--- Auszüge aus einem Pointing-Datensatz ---

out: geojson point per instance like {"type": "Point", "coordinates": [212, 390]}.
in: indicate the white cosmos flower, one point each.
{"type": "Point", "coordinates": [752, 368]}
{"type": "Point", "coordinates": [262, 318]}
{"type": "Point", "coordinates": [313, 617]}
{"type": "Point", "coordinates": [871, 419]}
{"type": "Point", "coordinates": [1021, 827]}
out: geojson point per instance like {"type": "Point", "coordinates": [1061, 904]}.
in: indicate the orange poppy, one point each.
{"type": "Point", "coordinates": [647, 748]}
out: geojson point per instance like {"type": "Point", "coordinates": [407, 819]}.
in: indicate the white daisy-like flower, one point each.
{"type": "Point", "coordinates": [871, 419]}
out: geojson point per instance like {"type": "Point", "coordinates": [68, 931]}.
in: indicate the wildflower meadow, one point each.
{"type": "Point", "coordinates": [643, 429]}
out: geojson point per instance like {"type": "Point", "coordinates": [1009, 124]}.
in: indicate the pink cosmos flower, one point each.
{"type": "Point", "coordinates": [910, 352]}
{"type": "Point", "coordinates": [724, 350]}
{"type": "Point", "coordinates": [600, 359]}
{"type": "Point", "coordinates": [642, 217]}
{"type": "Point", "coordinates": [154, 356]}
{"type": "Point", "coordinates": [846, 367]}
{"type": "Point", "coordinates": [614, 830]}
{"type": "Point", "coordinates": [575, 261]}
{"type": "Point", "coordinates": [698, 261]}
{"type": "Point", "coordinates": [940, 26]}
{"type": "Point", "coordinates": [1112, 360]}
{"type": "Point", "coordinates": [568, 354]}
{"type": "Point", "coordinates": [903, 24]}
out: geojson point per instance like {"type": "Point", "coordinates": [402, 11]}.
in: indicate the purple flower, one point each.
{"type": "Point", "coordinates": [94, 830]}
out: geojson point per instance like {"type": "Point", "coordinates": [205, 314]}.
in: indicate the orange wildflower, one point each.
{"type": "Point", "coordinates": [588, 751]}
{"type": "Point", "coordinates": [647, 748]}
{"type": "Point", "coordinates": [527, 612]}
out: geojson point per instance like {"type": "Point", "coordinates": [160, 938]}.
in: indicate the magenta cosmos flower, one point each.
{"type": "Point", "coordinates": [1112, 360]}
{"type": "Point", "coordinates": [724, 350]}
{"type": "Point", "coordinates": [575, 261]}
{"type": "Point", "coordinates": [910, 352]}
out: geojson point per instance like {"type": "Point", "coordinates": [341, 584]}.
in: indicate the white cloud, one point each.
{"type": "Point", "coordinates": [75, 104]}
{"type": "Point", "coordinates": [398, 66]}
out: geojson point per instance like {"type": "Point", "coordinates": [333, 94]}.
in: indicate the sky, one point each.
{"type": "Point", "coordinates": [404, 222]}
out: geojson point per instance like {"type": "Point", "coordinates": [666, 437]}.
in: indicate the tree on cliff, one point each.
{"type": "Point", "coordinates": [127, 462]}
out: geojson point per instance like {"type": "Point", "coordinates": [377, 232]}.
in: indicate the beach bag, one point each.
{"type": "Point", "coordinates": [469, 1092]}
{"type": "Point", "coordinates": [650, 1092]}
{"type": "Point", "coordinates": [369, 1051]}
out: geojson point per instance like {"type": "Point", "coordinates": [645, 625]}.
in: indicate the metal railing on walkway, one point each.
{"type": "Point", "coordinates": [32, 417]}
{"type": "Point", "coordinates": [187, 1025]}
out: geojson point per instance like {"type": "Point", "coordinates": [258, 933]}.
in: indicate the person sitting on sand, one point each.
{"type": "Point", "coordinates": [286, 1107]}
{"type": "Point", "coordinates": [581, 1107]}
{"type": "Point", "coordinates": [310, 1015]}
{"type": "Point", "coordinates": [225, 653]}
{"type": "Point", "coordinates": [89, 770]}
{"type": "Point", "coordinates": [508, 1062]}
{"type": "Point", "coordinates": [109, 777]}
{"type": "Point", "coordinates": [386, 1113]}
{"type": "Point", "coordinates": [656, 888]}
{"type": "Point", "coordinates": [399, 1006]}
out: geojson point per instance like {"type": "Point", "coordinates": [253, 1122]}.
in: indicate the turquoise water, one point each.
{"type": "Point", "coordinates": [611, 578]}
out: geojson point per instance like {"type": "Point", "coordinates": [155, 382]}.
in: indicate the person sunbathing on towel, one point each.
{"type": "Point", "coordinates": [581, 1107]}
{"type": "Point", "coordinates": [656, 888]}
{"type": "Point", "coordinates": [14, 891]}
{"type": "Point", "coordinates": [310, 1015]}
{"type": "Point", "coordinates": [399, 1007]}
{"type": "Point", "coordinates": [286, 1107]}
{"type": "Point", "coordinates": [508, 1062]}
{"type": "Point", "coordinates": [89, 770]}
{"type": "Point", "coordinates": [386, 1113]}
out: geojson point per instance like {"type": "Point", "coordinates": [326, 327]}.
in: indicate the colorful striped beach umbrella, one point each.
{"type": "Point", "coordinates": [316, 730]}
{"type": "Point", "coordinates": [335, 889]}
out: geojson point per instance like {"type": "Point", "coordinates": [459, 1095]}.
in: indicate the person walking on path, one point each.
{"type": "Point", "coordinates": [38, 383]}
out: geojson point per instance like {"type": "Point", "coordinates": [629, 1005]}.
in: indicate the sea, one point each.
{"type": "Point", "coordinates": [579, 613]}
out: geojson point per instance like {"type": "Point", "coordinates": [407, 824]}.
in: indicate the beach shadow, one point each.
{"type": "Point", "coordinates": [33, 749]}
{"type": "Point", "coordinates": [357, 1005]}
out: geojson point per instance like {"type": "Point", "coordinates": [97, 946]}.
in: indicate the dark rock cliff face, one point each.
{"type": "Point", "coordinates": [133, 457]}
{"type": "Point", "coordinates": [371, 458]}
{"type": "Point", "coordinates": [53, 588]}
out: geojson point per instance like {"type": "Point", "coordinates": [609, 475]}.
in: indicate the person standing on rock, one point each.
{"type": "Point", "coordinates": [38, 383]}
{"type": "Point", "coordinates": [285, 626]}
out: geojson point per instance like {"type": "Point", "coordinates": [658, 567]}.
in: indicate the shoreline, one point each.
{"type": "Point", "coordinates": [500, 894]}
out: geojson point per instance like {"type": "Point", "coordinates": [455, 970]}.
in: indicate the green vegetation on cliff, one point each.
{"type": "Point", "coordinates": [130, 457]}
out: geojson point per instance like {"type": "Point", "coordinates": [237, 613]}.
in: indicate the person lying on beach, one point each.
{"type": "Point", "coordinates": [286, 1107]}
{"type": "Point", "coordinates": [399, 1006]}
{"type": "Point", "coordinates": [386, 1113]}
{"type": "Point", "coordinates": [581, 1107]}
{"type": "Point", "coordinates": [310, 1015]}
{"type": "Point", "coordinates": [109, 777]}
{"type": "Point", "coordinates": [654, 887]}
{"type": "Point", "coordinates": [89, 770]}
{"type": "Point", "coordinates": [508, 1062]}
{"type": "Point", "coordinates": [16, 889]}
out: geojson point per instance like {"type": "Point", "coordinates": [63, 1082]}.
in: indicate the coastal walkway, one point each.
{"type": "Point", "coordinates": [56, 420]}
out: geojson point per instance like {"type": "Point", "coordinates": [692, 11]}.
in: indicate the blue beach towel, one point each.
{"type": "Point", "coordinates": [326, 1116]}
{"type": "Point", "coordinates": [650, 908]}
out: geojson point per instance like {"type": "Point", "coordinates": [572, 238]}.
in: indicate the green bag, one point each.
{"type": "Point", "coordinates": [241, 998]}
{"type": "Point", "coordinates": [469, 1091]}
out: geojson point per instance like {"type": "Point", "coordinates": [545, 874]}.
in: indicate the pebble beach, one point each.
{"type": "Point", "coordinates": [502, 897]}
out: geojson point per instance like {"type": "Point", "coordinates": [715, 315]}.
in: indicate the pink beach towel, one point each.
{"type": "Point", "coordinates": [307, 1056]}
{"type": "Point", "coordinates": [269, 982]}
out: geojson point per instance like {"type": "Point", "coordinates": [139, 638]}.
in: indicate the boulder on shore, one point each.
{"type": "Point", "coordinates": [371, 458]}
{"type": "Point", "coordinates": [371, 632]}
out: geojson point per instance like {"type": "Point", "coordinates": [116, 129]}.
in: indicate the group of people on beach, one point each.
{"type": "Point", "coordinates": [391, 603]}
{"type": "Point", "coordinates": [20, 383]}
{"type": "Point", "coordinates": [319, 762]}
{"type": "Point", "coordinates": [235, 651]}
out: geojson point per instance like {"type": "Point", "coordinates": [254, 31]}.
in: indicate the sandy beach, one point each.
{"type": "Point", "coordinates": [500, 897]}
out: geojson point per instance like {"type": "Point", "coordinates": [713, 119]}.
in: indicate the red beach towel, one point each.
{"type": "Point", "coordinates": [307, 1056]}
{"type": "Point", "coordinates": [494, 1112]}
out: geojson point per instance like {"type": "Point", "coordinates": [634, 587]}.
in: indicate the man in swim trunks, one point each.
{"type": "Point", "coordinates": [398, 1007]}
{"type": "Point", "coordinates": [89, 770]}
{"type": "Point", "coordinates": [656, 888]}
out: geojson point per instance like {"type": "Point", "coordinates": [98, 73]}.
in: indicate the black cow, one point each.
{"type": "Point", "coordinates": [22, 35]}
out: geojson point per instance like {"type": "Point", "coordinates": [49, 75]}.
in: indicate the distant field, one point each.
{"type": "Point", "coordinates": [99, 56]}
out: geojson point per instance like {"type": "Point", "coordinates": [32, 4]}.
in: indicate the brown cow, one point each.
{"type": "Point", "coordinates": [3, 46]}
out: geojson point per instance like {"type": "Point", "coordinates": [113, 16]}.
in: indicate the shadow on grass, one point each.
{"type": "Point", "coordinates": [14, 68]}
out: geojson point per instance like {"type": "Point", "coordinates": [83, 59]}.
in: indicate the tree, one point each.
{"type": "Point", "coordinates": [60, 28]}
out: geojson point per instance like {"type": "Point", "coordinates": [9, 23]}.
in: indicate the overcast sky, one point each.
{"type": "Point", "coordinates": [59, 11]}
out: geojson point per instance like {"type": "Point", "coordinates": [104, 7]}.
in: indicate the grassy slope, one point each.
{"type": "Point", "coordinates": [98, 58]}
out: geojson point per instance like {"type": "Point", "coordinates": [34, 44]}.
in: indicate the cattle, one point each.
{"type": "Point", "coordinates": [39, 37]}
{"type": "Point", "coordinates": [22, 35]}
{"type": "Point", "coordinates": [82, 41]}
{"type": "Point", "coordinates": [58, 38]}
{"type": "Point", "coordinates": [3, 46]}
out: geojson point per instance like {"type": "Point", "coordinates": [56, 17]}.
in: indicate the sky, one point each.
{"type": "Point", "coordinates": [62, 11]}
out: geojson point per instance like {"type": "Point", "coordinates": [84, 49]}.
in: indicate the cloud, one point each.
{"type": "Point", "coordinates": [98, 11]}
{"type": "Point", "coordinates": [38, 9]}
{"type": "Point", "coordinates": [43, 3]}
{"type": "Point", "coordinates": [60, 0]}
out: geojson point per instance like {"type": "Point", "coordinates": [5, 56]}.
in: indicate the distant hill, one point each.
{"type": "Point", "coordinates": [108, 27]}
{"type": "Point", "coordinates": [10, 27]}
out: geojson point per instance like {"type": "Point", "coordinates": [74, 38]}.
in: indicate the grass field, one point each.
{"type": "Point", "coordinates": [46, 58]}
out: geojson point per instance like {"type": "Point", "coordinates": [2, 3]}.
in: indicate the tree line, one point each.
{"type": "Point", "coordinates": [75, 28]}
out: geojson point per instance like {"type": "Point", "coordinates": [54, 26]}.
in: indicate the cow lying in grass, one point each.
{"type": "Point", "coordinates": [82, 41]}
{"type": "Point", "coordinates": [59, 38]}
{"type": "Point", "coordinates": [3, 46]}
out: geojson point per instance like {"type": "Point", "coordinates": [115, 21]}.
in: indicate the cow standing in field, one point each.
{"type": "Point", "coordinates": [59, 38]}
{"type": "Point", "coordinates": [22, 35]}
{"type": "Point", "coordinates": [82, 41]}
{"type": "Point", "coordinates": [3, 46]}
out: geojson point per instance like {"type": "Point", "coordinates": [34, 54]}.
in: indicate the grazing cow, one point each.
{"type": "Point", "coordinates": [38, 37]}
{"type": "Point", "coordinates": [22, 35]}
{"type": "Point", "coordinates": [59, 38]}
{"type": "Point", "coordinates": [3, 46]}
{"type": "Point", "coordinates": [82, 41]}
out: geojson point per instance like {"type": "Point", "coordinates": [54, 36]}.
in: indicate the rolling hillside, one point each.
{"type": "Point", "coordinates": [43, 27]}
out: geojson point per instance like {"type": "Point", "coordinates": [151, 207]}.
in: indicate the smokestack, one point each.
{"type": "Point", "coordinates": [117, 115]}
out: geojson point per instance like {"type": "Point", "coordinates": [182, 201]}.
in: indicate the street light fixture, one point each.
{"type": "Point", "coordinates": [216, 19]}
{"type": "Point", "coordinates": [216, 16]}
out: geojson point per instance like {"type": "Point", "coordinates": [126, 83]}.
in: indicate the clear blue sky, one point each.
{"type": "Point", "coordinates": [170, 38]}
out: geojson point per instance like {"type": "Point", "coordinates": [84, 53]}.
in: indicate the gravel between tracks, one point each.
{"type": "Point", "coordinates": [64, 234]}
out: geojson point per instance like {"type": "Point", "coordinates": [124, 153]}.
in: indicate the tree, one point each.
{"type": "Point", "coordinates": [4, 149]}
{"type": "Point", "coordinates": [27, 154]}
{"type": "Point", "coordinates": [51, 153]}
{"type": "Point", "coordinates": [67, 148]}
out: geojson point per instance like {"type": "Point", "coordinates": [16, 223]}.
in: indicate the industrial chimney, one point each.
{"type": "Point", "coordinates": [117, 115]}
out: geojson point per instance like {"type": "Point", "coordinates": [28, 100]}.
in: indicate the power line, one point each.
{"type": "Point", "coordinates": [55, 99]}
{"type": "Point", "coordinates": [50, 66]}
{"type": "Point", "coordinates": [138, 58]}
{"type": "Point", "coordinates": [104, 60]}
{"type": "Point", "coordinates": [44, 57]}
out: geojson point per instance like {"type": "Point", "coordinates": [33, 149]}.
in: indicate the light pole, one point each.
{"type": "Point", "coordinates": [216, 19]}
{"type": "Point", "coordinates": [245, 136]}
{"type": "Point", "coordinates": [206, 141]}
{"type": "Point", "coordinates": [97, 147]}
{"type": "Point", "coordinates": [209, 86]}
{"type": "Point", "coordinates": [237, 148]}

--- Aufgabenstellung ---
Geben Sie an, wie viele Zeilen der Auflistung die Zeichenfolge „beach“ enthalten. Nennen Sie nur die Zahl.

--- Lösung der Aufgabe ---
10